— Pointing dataset excerpts —
======
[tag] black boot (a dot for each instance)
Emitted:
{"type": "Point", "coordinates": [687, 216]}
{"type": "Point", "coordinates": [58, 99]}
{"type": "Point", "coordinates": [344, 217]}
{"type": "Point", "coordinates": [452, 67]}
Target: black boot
======
Copy out each of the entries above, keeping every line unchanged.

— EXPECTED ANSWER —
[tag] black boot (a dot for each instance)
Emitted:
{"type": "Point", "coordinates": [687, 216]}
{"type": "Point", "coordinates": [58, 99]}
{"type": "Point", "coordinates": [344, 217]}
{"type": "Point", "coordinates": [452, 67]}
Target: black boot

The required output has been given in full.